# TEXTAUSZUG:
• • • • •

Es kommt auch vor, dass ein junger Mensch den Wunschberuf nicht erlernen kann. Glücklicherweise gibt es heute viele flexible Lösungen für schwierige Fälle. Sodass Betroffene ihre Ziele über Umwege auch in fortgeschrittenem Alter erreichen können.

Was können Betroffene tun?

Seit ein paar Jahren gibt es den Nachteilsausgleich, der auf dem Behindertengleichstellungsgesetz (BehiG) beruht. Demnach ist es nicht erlaubt, Menschen aufgrund ihrer Behinderung zu diskriminieren. Personen mit einer LRS können nach einer psychodiagnostischen Untersuchung und der klaren Diagnose einen Nachteilsausgleich erhalten. Dieser dient dazu, diese spezifische Behinderung etwas aufzufangen. So werden nicht Prüfungsinhalte angepasst, sondern nur formale Punkte wie ein Zeitzuschlag oder eine mündliche statt einer schriftlichen Prüfung.

• • • • •

# AUFGABEN:
- a) Beantworten Sie zum Textauszug kurz die folgenden Fragen:
(i) Auf welchem Gesetz beruht der Nachteilsausgleich?
(ii) Was muss bei Personen mit einer LRS vorliegen, damit sie einen Nachteilsausgleich erhalten können?
(iii) Welche zwei formalen Punkte werden als Beispiele für Anpassungen genannt?
- b) Erklären Sie mit Hilfe des Textauszugs in ein bis drei Sätzen, wozu der Nachteilsausgleich dient und was bei ihm angepasst wird.
- c) Schreiben Sie den Textauszug von „Was können Betroffene“ bis einschließlich „einer schriftlichen Prüfung.“ genau ab.

# DIE DATEN:
• • • • •

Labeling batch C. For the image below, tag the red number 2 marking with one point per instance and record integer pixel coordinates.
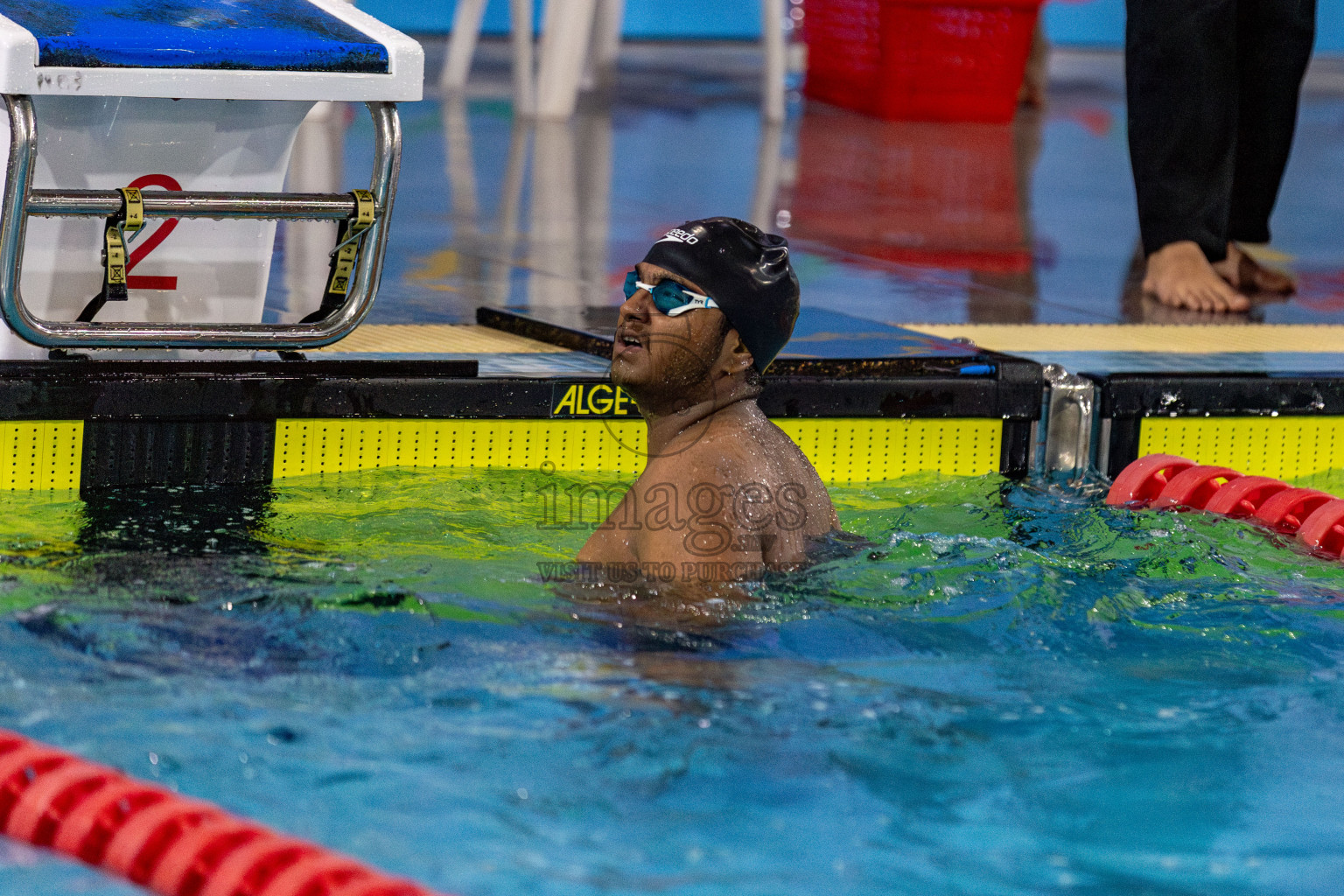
(153, 241)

• • • • •

# ERWARTETE LÖSUNGEN:
- a)
(i) Auf dem Behindertengleichstellungsgesetz (BehiG).
(ii) Eine psychodiagnostische Untersuchung und eine klare Diagnose.
(iii) Ein Zeitzuschlag und eine mündliche statt einer schriftlichen Prüfung.

- b) Der Nachteilsausgleich soll die spezifische Behinderung etwas auffangen. Dazu werden nicht die Prüfungsinhalte angepasst, sondern nur formale Punkte wie ein Zeitzuschlag oder eine mündliche statt einer schriftlichen Prüfung.

- c)
Was können Betroffene tun?

Seit ein paar Jahren gibt es den Nachteilsausgleich, der auf dem Behindertengleichstellungsgesetz (BehiG) beruht. Demnach ist es nicht erlaubt, Menschen aufgrund ihrer Behinderung zu diskriminieren. Personen mit einer LRS können nach einer psychodiagnostischen Untersuchung und der klaren Diagnose einen Nachteilsausgleich erhalten. Dieser dient dazu, diese spezifische Behinderung etwas aufzufangen. So werden nicht Prüfungsinhalte angepasst, sondern nur formale Punkte wie ein Zeitzuschlag oder eine mündliche statt einer schriftlichen Prüfung.